----- MATERIAL FOR THIS EXERCISE -----

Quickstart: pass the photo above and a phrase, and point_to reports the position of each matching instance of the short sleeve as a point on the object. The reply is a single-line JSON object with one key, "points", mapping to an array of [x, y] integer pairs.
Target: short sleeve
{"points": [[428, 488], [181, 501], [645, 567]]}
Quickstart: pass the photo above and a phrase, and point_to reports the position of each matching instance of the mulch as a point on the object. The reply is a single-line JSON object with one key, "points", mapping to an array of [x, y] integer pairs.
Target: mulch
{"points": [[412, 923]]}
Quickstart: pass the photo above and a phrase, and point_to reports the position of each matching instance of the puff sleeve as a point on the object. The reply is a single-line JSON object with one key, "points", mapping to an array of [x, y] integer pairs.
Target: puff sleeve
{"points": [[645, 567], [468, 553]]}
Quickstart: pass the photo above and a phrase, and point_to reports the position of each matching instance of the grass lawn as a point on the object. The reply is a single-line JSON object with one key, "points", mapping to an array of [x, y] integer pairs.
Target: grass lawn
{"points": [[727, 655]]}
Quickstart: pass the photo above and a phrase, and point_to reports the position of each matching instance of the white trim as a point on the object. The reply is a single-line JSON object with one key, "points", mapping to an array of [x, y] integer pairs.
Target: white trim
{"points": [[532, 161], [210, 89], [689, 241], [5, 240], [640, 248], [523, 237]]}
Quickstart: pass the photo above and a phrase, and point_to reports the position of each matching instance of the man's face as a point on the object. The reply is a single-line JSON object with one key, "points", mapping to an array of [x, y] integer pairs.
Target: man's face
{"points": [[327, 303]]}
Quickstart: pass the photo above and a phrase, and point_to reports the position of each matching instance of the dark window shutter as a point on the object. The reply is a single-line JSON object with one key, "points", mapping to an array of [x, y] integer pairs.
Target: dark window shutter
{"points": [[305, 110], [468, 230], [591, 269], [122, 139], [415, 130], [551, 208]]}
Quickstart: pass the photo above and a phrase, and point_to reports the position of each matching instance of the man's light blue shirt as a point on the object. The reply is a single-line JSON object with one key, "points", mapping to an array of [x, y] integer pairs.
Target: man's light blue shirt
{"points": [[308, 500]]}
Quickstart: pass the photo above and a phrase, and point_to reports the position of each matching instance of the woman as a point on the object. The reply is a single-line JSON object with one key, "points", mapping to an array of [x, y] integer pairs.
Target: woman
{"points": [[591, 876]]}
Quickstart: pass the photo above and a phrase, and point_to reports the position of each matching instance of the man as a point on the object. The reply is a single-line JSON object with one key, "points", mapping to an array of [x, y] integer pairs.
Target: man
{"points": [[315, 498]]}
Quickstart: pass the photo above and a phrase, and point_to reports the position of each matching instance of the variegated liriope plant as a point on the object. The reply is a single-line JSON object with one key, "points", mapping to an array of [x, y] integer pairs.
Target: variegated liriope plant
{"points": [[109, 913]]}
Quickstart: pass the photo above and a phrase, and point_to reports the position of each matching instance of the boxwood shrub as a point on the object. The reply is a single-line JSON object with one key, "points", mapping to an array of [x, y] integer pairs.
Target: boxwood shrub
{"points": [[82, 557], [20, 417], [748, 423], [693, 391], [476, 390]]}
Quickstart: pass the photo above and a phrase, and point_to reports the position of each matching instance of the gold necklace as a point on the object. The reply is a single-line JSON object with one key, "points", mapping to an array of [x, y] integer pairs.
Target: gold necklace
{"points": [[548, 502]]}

-----

WORK TO DO: Exactly reproduce every line found in the records.

RESULT OF THE TASK:
Quickstart: pass the photo above and a phrase, and point_to reports the position of each matching instance of the short sleeve as a point on the object. The reply is a single-line JSON object with one key, "points", mapping to an array of [x, y] integer pairs.
Target: short sleeve
{"points": [[428, 488], [181, 501], [645, 567]]}
Quickstart: pass the photo above and a phrase, and point_to reports the position of each matching instance of the mulch as a point on the object. The reply is a single-line JSON object with one key, "points", mapping to an array of [x, y] integer pairs.
Target: mulch
{"points": [[412, 923]]}
Quickstart: pass the photo above and a phrase, and point_to reports the position of each matching instance of the puff sleeve as a point on the object. The reply is a single-line JSON object with one key, "points", mapping to an array of [x, y] integer pairs.
Target: puff sleeve
{"points": [[645, 567], [468, 553]]}
Quickstart: pass the photo above and a phrase, and point_to reports the position of each matching instance of the grass lawn as a point on the object. The reply is a single-line JSON object with one key, "points", mapping to an array of [x, y] integer pairs.
Target: grass lawn
{"points": [[727, 655]]}
Quickstart: pass the photo above and a phrase, and point_to reports the position of each matching instance of the white trim as a point on the object. The reply is a single-line JSON object with one key, "points", mapping to an array of [x, y] integer pairs.
Target: white trim
{"points": [[532, 161], [210, 89], [689, 241], [5, 240], [640, 248], [523, 237]]}
Quickstart: pass the photo above and a phrase, and point_to reports the position of each matching instance of the man's face as a point on the object. The reply is a single-line JSON object with one key, "points", mapping to an array of [x, y] integer pairs.
Target: man's face
{"points": [[327, 303]]}
Quickstart: pass the photo above and a phrase, and point_to reports the position of each matching instance of the dark window shutter as a point on the object. The reply is a single-line JSON object with one key, "points", mapping to an array of [x, y] integer pairs.
Target: dark window shutter
{"points": [[305, 110], [468, 230], [591, 269], [122, 139], [415, 130], [551, 208]]}
Quickstart: pass the photo above and a phrase, and point_to reports the position of each matching instance of the man's light blue shirt as a point on the object. The reply is a single-line JSON object with one key, "points", mapping to an array of [x, y] integer pairs.
Target: man's light blue shirt
{"points": [[308, 500]]}
Quickstart: pass the photo above and a phrase, and point_to reports the position of each matching instance of the woman as a point on the object. The reply is a single-line JSON object with one key, "points", mapping to an array of [x, y] integer pairs.
Target: woman
{"points": [[591, 876]]}
Quickstart: pass the photo above and a phrase, and point_to reports the position of each matching instance of the man as a point on the object. The reply is a single-line JSON object with one key, "points", mapping to an array of [x, y] integer pairs.
Target: man
{"points": [[315, 498]]}
Quickstart: pass the photo above and a phrase, and point_to reports the position of each matching instance of the variegated liriope plant as a point on the object. The reply is a single-line JSON object with one key, "points", mapping to an array of [x, y] integer pairs.
Target: variegated liriope plant
{"points": [[109, 913]]}
Quickstart: pass the photo above and a phrase, and point_to reports the position of each matching instance of the boxwood shrub as a point on the object. The reply is a single-line JSON object with one key, "points", mapping to an array of [x, y] integer pairs.
Target: boxwood shrub
{"points": [[82, 557], [20, 417], [748, 423], [693, 391], [476, 390]]}
Quickstart: pass the photo above and a phrase, and point_to reports the position of each matching instance of the gold necklace as a point on the object. The reply is a single-line JSON object with one key, "points", mapping to an array of [x, y] integer pairs.
Target: gold necklace
{"points": [[548, 502]]}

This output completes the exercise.